__SOAL LATIHAN__
1. Tulis ulang tanpa mengubah apa pun bagian kutipan tentang Agus Salim, mulai dari "Bahkan oleh wartawan" sampai "diam karena malu.".
2. Teruskan kutipan tentang Agus Salim dari titik terakhirnya.

__KUTIPAN__
Bahkan oleh wartawan yang juga aktivis sosialis Belanda, Jef Last, dikatakan bahwa Agus Salim juga menguasai "bahasa kambing dan kuda”. Ceritanya dalam suatu pertemuan, setiap akhir kalimat yang disampaikan Agus Salim disambut oleh para pemuda dengan sahutan mbek, mbek, mbek. Itu untuk mengejek janggutnya yang panjang seperti janggut kambing. Salim menukas "Tunggu sebentar. Sungguh menyenangkan, kambing-kambing pun mendatangi ruangan ini untuk mendengar pidato saya. Sayang mereka kurang mengerti bahasa manusia sehingga menyela dengan cara yang kurang pantas. Saya sarankan kepada mereka agar keluar ruangan sekadar makan rumput di lapangan. Kalau pidato saya untuk manusia ini selesai, mereka akan disilakan masuk kembali dan saya akan berpidato dalam bahasa kambing untuk mereka". Keadaan menjadi terbalik, para pemuda itu tidak keluar tetapi diam karena malu.

 

Salim mendidik putra-putrinya sendiri di rumah, tidak disekolahkan di sekolah Belanda, Jef Last bertanya mengapa putra Agus Salim (yaitu Islam Salim) begitu fasih berbahasa Inggris, padahal tidak belajar di sekolah. Jawab Agus,"Apakah Anda pernah mendengar tentang sebuah sekolah tempat kuda belajar meringkik? Kuda-kuda tua meringkik sebelum kami dan anak-anak kuda ikut meringki”. Begitu pun saya, meringkik dalam bahasa Inggris dan putra saya Islam juga meringkik dalam bahasa Inggris".

__BARIS DATA__
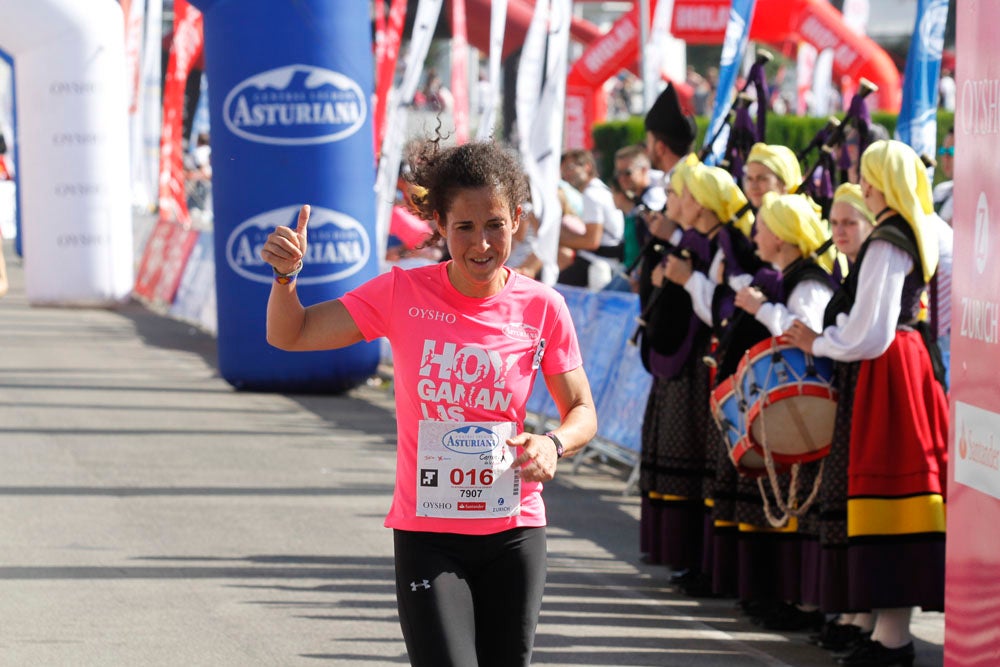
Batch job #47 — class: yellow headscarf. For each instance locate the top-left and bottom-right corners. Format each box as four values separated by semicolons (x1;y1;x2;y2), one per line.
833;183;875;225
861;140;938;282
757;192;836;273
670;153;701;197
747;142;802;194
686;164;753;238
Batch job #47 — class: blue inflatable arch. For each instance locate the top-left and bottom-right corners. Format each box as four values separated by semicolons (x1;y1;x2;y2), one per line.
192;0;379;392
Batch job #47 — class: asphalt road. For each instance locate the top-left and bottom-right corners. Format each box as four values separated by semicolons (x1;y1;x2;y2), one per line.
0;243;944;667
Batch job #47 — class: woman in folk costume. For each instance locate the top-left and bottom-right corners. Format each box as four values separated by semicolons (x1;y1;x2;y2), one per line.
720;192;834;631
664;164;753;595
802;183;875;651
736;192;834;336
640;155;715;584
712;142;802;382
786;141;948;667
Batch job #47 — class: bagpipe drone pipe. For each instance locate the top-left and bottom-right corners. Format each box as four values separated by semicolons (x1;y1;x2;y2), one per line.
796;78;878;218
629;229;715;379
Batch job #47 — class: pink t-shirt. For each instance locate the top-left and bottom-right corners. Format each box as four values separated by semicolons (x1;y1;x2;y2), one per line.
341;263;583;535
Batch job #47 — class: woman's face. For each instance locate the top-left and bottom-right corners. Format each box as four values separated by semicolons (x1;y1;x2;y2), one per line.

...

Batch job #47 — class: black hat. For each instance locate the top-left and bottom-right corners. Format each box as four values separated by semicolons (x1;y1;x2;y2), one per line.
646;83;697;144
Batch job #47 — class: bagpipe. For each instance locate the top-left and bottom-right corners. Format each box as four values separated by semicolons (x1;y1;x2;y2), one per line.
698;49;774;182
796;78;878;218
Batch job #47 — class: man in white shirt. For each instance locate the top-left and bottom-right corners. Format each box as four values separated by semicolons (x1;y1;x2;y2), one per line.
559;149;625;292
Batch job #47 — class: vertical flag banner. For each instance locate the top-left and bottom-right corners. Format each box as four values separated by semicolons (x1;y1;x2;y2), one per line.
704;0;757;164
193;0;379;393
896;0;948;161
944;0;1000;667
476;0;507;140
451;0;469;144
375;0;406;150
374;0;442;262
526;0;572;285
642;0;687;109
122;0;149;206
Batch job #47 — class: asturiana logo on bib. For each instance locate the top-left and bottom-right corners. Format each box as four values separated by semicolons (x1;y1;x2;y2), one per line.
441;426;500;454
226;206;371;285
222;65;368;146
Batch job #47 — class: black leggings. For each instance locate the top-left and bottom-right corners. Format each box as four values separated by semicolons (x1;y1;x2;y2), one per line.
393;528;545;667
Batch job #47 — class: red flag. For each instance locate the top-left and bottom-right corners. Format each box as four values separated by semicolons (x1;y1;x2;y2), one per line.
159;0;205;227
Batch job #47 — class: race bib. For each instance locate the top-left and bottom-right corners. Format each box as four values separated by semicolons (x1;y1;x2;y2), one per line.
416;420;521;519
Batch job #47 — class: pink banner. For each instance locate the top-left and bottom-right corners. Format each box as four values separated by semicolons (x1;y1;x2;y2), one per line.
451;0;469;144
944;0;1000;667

__KUNCI JAWABAN__
1.
Bahkan oleh wartawan yang juga aktivis sosialis Belanda, Jef Last, dikatakan bahwa Agus Salim juga menguasai "bahasa kambing dan kuda”. Ceritanya dalam suatu pertemuan, setiap akhir kalimat yang disampaikan Agus Salim disambut oleh para pemuda dengan sahutan mbek, mbek, mbek. Itu untuk mengejek janggutnya yang panjang seperti janggut kambing. Salim menukas "Tunggu sebentar. Sungguh menyenangkan, kambing-kambing pun mendatangi ruangan ini untuk mendengar pidato saya. Sayang mereka kurang mengerti bahasa manusia sehingga menyela dengan cara yang kurang pantas. Saya sarankan kepada mereka agar keluar ruangan sekadar makan rumput di lapangan. Kalau pidato saya untuk manusia ini selesai, mereka akan disilakan masuk kembali dan saya akan berpidato dalam bahasa kambing untuk mereka". Keadaan menjadi terbalik, para pemuda itu tidak keluar tetapi diam karena malu.

2.
 

agus salim

Soekarno dan H Agus Salim dalam tahanan Belanda di Bangka tahun 1948

 

Kemampuan bahasa dan keluasan ilmu pengetahuan menyebabkan Salim menguasai suatu diskusi atau percakapan. Suatu saat Agus Salim mendapat kesempatan menjadi dosen tamu di Cornell University. Prof. George Kahin yang mengajak Agus Salim melakukan pertemuan dengan Ngo Dinh Diem untuk makan siang di ruang dosen. Salim waktu itu sebagai pembicara tamu di Universitas tersebut sedangkan Ngo Dinh Diem saat itu sedang mengumpulkan dukungan bagi Vietnam Selatan. Tokoh yang terkenal jago omong itu suatu saat menjadi Perdana Menteri di Vietnam.

 

Saat pertemuan itulah, Prof Kahin terperangah, karena kedua tamunya ternyata sudah asyik berdebat dalam bahasa Perancis. Ternyata Salim dapat membuat Diem menjadi pendengar saja. Ketika mengajar di Cornell, Agus tidak melupakan kebiasaan mengisap rokok kretek, sehingga para muridnya menjadi tidak asing lagi dengan bau eksotik itu.

 

Meskipun penampilannya sangat sederhana, Salim tidak pernah minder dalam berhadapan tokoh asing. Ketika mewakili Presiden Sukarno menghadiri upacara penobatan Ratu Inggris Elisabeth tahun 1953, ia agak kesal dengan suami ratu yaitu Pangeran Philip yang kurang perhatian terhadap tamu asing dari negeri-negeri jauh. Salim menghampiri dan mengayun-ayunkan rokok kreteknya di sekitar hidung sang pangeran.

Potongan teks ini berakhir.